From the line that contains "# locate sky: put a pin on each instance." to the last line of the data, every line is to be transcribed exactly; no other line is to be included.

(Saved data entries)
###

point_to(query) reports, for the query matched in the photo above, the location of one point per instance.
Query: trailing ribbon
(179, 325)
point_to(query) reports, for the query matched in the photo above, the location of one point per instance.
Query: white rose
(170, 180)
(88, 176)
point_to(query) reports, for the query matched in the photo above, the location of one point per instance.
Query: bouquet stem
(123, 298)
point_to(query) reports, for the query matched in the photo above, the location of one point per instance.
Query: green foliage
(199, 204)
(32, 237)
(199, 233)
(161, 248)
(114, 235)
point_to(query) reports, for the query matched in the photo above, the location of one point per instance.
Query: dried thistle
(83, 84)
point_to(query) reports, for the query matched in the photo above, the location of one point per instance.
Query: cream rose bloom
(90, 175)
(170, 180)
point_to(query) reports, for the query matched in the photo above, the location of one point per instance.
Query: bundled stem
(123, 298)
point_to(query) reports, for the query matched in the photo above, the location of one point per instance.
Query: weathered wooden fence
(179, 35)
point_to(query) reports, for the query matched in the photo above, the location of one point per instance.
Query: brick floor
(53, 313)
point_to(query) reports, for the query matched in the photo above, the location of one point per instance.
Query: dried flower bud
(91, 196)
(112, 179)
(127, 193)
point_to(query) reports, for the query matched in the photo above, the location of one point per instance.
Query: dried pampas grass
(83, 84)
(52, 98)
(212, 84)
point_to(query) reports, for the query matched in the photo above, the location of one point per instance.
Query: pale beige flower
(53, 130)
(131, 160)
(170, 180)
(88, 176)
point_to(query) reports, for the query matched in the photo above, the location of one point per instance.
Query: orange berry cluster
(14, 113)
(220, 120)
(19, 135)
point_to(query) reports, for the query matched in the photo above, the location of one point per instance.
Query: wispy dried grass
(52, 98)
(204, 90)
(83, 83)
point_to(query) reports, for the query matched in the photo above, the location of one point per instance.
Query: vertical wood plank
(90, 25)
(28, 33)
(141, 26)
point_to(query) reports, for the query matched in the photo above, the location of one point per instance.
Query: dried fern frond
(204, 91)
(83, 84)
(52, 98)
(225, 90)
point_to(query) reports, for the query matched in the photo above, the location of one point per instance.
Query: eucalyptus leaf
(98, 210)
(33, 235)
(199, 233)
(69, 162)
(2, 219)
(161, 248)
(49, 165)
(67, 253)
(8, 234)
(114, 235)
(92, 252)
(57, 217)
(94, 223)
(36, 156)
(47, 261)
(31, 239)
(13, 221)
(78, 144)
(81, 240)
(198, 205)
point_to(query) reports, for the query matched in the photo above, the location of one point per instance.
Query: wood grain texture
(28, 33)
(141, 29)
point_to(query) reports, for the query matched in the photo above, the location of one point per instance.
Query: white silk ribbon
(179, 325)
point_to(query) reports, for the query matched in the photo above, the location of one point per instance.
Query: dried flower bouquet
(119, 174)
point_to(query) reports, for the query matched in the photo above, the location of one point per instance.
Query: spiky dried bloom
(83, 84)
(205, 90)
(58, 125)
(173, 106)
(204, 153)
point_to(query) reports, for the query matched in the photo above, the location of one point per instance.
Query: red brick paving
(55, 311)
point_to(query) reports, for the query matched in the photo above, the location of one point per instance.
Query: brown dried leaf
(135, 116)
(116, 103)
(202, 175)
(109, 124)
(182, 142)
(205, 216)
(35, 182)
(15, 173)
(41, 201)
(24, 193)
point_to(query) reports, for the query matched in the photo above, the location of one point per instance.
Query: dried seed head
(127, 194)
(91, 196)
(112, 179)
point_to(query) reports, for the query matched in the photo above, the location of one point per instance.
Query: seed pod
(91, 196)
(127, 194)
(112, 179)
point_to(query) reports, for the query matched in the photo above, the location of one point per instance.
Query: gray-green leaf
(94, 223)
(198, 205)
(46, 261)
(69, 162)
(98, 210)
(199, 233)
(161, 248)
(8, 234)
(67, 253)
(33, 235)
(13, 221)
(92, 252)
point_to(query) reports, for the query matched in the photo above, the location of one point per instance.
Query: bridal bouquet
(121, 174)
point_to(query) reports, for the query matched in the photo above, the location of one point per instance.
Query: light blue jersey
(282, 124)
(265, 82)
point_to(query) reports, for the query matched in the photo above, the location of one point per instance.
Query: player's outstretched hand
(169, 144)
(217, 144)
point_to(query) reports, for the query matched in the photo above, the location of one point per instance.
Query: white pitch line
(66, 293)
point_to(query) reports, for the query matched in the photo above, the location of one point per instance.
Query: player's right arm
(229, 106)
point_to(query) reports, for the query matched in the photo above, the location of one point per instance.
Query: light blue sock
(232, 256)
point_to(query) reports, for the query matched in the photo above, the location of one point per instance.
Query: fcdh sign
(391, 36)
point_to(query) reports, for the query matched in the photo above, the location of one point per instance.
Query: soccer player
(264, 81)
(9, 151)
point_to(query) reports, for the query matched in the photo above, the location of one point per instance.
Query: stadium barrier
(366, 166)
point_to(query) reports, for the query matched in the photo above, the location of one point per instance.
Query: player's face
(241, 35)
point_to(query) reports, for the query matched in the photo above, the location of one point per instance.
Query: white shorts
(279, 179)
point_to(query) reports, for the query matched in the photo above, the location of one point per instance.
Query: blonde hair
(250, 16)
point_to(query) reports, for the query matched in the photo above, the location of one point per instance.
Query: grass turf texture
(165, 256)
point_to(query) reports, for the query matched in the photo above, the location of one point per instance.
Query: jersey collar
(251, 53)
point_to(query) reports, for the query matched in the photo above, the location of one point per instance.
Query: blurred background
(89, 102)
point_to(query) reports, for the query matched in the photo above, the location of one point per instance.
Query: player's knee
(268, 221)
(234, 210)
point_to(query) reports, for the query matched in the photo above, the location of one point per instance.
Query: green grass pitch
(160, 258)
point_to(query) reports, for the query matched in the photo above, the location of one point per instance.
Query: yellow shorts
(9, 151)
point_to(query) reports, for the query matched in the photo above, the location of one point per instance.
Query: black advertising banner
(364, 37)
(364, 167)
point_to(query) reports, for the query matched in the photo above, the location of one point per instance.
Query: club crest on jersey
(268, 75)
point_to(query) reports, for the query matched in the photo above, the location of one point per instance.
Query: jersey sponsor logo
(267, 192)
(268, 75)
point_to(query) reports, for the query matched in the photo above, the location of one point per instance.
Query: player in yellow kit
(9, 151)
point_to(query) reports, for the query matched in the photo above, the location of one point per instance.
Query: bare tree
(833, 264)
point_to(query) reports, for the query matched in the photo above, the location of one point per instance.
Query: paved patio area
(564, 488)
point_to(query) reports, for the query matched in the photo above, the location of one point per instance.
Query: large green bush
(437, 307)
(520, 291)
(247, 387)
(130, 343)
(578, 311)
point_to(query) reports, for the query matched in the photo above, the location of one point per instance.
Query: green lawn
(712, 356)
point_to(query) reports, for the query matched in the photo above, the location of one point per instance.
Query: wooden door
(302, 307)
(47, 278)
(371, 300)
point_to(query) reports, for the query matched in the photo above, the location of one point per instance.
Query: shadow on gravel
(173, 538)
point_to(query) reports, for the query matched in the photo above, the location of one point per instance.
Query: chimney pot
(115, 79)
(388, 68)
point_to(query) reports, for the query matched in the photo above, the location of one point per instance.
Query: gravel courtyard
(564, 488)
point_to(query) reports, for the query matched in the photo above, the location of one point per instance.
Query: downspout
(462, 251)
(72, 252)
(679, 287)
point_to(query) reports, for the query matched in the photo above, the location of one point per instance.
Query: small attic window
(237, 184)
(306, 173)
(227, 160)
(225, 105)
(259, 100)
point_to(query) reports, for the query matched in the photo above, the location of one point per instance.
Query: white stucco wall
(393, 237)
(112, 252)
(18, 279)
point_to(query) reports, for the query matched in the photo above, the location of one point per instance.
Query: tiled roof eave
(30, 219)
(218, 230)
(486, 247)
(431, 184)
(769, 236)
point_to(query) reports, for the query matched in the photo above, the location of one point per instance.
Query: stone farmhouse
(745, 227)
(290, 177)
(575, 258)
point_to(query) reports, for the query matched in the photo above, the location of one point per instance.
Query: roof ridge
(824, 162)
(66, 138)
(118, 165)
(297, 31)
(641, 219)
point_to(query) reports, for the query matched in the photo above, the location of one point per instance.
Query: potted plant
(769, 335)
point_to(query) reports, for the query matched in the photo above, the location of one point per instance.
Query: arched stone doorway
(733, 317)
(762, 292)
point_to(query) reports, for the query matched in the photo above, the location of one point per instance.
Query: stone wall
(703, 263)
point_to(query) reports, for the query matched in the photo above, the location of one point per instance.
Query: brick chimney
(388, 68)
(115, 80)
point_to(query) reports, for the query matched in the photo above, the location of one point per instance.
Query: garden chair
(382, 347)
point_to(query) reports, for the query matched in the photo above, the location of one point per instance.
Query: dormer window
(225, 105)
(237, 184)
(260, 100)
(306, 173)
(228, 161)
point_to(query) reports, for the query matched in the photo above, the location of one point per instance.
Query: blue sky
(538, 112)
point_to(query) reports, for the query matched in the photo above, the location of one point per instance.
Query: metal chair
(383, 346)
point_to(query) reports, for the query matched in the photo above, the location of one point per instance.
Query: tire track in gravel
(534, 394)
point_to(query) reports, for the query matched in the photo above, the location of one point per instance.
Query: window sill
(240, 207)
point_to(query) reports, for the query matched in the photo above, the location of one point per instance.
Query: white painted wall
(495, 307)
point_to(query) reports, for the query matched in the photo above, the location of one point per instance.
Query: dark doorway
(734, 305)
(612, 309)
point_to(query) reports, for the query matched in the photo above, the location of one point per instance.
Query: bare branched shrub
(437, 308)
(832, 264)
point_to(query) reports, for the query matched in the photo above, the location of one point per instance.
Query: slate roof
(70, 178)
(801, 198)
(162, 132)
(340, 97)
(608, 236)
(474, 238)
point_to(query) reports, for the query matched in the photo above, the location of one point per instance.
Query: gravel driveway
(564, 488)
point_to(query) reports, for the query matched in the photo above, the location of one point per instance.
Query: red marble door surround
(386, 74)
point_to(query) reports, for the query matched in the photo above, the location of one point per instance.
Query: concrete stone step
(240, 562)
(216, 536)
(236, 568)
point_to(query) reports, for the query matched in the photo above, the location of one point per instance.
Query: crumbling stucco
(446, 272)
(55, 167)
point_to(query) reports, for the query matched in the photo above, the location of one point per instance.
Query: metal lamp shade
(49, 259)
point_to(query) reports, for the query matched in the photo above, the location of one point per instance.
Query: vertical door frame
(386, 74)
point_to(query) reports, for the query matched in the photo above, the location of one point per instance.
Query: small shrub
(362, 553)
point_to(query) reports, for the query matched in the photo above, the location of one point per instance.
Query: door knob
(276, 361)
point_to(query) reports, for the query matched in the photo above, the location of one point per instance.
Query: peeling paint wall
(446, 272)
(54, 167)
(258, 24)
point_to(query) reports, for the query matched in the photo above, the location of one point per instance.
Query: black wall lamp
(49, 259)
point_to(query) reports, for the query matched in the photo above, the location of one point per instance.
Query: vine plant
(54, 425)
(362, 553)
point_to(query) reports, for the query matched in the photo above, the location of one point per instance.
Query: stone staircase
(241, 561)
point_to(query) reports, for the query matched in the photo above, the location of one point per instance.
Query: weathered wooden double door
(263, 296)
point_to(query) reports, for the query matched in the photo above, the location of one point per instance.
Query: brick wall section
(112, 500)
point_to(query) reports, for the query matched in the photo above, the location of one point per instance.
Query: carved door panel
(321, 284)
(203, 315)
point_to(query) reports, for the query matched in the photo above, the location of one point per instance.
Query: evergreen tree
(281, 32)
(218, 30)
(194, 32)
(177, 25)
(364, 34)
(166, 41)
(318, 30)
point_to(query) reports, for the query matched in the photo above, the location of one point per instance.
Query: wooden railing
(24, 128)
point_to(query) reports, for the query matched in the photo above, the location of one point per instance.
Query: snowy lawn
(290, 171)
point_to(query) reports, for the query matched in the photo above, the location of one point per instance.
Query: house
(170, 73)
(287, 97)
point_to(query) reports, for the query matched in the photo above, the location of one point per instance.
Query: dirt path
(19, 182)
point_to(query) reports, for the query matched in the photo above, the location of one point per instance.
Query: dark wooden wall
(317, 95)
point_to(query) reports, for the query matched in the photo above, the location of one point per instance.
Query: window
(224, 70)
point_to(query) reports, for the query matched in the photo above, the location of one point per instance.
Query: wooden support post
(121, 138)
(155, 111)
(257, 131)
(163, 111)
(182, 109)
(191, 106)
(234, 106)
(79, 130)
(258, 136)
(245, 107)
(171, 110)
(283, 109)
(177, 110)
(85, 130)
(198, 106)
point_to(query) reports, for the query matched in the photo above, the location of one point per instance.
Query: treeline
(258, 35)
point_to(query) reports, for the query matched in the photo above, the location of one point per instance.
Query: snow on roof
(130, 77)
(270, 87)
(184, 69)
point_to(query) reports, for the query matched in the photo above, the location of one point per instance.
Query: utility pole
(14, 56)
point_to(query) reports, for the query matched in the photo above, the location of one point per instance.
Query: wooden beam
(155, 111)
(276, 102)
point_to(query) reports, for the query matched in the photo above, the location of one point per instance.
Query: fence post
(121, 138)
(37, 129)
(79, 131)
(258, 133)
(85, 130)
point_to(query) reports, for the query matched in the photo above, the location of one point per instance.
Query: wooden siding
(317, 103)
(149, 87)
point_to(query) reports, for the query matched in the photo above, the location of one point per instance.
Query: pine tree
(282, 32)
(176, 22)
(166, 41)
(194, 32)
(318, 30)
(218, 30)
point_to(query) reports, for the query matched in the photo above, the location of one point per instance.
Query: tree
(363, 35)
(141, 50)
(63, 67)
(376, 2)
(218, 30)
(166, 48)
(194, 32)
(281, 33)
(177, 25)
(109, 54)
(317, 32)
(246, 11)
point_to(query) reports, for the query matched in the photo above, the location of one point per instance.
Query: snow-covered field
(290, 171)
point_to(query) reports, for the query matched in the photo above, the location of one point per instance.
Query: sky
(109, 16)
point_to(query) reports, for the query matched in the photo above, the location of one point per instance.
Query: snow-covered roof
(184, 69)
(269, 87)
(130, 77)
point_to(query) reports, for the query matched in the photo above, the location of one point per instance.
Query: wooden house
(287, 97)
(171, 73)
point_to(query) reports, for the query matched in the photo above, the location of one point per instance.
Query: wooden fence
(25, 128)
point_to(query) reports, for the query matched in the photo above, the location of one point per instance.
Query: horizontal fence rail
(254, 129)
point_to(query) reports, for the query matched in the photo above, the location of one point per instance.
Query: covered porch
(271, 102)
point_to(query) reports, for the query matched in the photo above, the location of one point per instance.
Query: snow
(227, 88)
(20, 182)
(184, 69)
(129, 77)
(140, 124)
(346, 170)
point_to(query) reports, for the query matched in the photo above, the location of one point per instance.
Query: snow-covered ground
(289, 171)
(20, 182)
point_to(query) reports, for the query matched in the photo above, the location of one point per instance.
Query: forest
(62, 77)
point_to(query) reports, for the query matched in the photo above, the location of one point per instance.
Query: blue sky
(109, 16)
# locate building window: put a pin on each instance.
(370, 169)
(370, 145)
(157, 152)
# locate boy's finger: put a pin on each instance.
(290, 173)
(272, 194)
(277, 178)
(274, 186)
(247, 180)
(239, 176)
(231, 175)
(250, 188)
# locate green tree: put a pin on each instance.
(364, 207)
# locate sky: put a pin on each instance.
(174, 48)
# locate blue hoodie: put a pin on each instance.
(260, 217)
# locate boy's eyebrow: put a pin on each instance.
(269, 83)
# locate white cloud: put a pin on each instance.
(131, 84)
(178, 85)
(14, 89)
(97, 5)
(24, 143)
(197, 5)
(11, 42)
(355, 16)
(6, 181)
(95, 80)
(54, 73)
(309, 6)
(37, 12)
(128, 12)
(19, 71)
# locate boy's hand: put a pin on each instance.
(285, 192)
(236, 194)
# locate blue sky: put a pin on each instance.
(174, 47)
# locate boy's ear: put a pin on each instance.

###

* **Final answer**
# locate sky: put a pin on each instance.
(174, 48)
# locate blue hoodie: put a pin on each instance.
(260, 217)
# locate boy's eyebrow: put a pin on each instance.
(269, 83)
# locate white cloud: put a pin on each instance.
(131, 84)
(178, 85)
(14, 89)
(97, 5)
(24, 143)
(197, 5)
(11, 42)
(355, 16)
(6, 181)
(95, 80)
(54, 73)
(309, 6)
(37, 12)
(128, 12)
(19, 71)
# locate boy's hand: put a pin on each instance.
(285, 192)
(236, 194)
# locate blue sky: put a pin on each instance.
(174, 47)
# locate boy's ear: put a pin on each instance.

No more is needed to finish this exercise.